Reproduce all of the rows below, swapping each occurrence of "instance" for "occurrence" and leaving every other character untouched.

·····

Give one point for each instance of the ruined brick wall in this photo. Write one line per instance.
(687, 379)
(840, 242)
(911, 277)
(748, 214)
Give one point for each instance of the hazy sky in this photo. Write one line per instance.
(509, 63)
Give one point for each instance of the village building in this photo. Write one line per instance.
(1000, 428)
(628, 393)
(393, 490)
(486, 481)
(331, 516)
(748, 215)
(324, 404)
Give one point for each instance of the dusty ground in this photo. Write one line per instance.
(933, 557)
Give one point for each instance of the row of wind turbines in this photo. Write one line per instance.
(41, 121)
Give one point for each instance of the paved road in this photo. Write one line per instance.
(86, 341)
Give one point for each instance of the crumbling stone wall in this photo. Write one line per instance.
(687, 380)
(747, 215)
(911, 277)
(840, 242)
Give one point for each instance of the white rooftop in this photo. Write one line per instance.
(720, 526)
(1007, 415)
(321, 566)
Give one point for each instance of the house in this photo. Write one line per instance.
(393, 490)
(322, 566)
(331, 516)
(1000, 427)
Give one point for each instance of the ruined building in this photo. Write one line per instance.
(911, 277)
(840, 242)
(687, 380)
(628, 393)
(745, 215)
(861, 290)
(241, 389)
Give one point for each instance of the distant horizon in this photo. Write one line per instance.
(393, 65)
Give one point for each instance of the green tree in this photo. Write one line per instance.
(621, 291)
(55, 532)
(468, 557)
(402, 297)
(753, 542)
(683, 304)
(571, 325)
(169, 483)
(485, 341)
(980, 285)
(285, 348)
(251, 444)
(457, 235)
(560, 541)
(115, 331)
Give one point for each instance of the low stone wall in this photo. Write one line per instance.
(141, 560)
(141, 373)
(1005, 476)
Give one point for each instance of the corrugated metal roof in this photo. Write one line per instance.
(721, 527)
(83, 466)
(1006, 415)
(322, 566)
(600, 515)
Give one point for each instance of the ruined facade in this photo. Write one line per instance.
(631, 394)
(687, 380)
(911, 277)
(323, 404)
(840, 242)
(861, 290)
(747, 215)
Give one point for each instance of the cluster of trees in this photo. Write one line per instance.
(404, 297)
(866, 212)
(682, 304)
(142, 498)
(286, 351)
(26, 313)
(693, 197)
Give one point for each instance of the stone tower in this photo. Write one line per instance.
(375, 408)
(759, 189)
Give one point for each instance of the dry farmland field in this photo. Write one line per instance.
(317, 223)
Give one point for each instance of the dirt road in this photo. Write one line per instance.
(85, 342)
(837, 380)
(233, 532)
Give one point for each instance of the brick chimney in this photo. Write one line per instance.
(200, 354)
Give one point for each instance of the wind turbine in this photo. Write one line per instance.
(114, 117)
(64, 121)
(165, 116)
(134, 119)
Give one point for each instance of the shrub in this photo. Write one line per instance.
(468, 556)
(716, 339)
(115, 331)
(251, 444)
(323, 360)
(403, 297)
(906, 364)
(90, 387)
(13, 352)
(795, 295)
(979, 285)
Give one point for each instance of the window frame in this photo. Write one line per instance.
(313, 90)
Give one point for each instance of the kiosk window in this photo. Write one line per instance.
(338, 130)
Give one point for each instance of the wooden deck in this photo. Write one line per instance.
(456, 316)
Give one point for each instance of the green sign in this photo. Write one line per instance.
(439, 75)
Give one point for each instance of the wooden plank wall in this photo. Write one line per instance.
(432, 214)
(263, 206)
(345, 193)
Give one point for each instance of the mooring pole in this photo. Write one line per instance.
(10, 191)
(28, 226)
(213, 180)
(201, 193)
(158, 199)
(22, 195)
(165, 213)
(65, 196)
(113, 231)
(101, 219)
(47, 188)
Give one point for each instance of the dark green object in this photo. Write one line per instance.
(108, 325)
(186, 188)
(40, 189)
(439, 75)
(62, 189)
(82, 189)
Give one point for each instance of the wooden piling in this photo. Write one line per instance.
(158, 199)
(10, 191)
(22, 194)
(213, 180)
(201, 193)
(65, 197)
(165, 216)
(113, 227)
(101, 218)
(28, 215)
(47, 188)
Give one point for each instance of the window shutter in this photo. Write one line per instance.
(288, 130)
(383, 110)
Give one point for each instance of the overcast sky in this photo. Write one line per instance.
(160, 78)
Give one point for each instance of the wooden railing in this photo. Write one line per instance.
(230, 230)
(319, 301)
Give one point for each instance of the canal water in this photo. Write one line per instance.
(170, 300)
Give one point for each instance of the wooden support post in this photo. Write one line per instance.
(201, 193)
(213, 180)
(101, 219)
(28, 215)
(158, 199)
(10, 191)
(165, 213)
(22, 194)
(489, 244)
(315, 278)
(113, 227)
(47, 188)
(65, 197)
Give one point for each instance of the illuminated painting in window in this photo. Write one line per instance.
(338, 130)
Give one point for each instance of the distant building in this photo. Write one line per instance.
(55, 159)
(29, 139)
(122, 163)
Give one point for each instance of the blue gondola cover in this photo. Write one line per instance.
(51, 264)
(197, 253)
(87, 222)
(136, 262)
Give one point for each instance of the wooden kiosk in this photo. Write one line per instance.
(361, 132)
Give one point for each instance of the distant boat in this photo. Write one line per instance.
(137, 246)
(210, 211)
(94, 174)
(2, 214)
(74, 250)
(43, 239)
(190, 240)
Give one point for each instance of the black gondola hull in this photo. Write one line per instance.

·····

Solution:
Give one point for each occurrence of the ruined brick wall in this photo. Write one line per occurrence.
(687, 379)
(840, 242)
(911, 277)
(748, 214)
Give one point for each occurrence of the hazy sky in this photo. Write one line per occurrence.
(509, 63)
Give one point for each occurrence of the village building in this photo. Write one line per occurrence.
(1000, 428)
(628, 393)
(393, 490)
(486, 481)
(331, 516)
(748, 215)
(324, 404)
Give one point for each occurrence of the dusty ground in this photo. Write one line per occurrence.
(933, 557)
Give one point for each occurrence of the row of wind turbines in this photo. Write one line per occurrence.
(41, 121)
Give one point for each occurrence of the paved road in this photo. Write one line per occurrence.
(86, 341)
Give one point for each occurrence of the crumbling stone wall in this photo. Write one line per occurrence.
(687, 380)
(747, 215)
(911, 277)
(840, 242)
Give one point for each occurrence of the white rooftop in this photo. Write one line per occurrence.
(720, 526)
(1007, 415)
(321, 566)
Give one point for each occurrence of the house in this photo. Write one line per occurrence.
(393, 490)
(322, 566)
(331, 516)
(1000, 427)
Give one point for each occurrence of the ruined building in this photo. Write one line per occurrence.
(911, 277)
(840, 242)
(687, 380)
(628, 393)
(745, 215)
(861, 290)
(241, 389)
Give one point for each occurrence of the distant horizon in this photo. Write one line per occurrence.
(393, 65)
Give one point for each occurrence of the green tree in this photo. Write one line per occurrence.
(621, 291)
(55, 532)
(468, 557)
(402, 297)
(753, 542)
(683, 304)
(571, 325)
(169, 483)
(485, 341)
(980, 285)
(285, 348)
(251, 444)
(457, 235)
(560, 541)
(115, 331)
Give one point for each occurrence of the low stone wall in this photo. Write one line per occurrence.
(141, 560)
(141, 373)
(1005, 476)
Give one point for each occurrence of the corrugated metal roof in this photo. Write one line per occurrence.
(721, 527)
(83, 466)
(1006, 415)
(322, 566)
(600, 515)
Give one point for each occurrence of the ruined facade in this photo. Write one line per occurrence.
(631, 394)
(687, 380)
(911, 277)
(323, 404)
(840, 242)
(861, 290)
(747, 215)
Give one point for each occurrence of the cluster of trees in this photo. Write one line per occurrence.
(404, 297)
(866, 212)
(682, 304)
(142, 498)
(286, 351)
(26, 313)
(693, 197)
Give one point for each occurrence of the stone tower in this photo. Write one line per occurrence.
(375, 408)
(759, 189)
Give one point for each occurrence of the dry farmland field in this photo. Write one line per occurrence.
(317, 223)
Give one point for each occurrence of the dirt road in this photo. Write one line per occurrence.
(85, 342)
(837, 380)
(233, 532)
Give one point for each occurrence of the brick chimney in this photo. Write one line per occurrence.
(200, 354)
Give one point for each occurrence of the wind turbine in this photo. Write one line per occurrence.
(114, 117)
(64, 121)
(165, 116)
(134, 119)
Give one point for each occurrence of the shrub in this photo. Write one line per occurrence.
(468, 556)
(716, 339)
(115, 331)
(251, 444)
(323, 360)
(403, 297)
(906, 364)
(90, 387)
(13, 352)
(795, 295)
(979, 285)
Give one point for each occurrence of the window frame in this photo. Write one line per occurrence.
(313, 90)
Give one point for each occurrence of the kiosk window in this photo. Write one line per occurrence.
(338, 130)
Give one point for each occurrence of the wooden deck in this photo. Write one line per occurrence.
(456, 316)
Give one point for each occurrence of the green sign in this photo. Write one line per occurrence.
(439, 75)
Give one point for each occurrence of the wooden plank wall in this photo. Write one line per occurrence.
(432, 214)
(263, 206)
(345, 193)
Give one point for each occurrence of the mooring pole in this photo. Write one line per occurrence.
(10, 191)
(28, 226)
(213, 180)
(201, 193)
(158, 199)
(22, 195)
(165, 213)
(65, 196)
(113, 231)
(101, 219)
(47, 188)
Give one point for each occurrence of the dark green object in this photo. Write one line per occurrence.
(108, 325)
(186, 188)
(40, 189)
(439, 75)
(62, 189)
(82, 189)
Give one point for each occurrence of the wooden piling in this photo. Write one line per occurrence.
(158, 199)
(10, 191)
(22, 194)
(213, 180)
(201, 193)
(65, 197)
(165, 216)
(113, 227)
(101, 218)
(28, 215)
(47, 188)
Give one point for each occurrence of the window shutter in this photo. Write one line per occurrence.
(288, 130)
(383, 110)
Give one point for each occurrence of the overcast sky in this photo. Write one line per occurrence.
(160, 78)
Give one point for each occurrence of the wooden railing in this photo. Write one line per occurrence.
(230, 230)
(319, 301)
Give one point for each occurrence of the canal water in this photo. Write one line per occurrence.
(170, 300)
Give one point for each occurrence of the wooden support post in this photo. Write one line per occurrence.
(201, 193)
(213, 180)
(101, 219)
(28, 215)
(158, 199)
(10, 191)
(165, 213)
(22, 194)
(489, 244)
(315, 278)
(113, 227)
(47, 188)
(65, 197)
Give one point for each occurrence of the illuminated painting in window in this photo. Write one line per occurrence.
(338, 130)
Give one point for each occurrence of the distant building in this photo. Write one line per occurrence.
(55, 159)
(29, 139)
(122, 163)
Give one point for each occurrence of the blue gondola cover in this photo. Write one line per occurrence.
(51, 264)
(197, 253)
(87, 222)
(136, 262)
Give one point for each occurrence of the wooden kiosk in this photo. Write one line per occurrence.
(361, 132)
Give one point for each occurrence of the distant boat in this photo. Write one line per occurrence.
(137, 246)
(210, 211)
(94, 174)
(2, 214)
(74, 250)
(43, 239)
(190, 240)
Give one point for each occurrence of the black gondola hull in this photo. Write one line per occurrence.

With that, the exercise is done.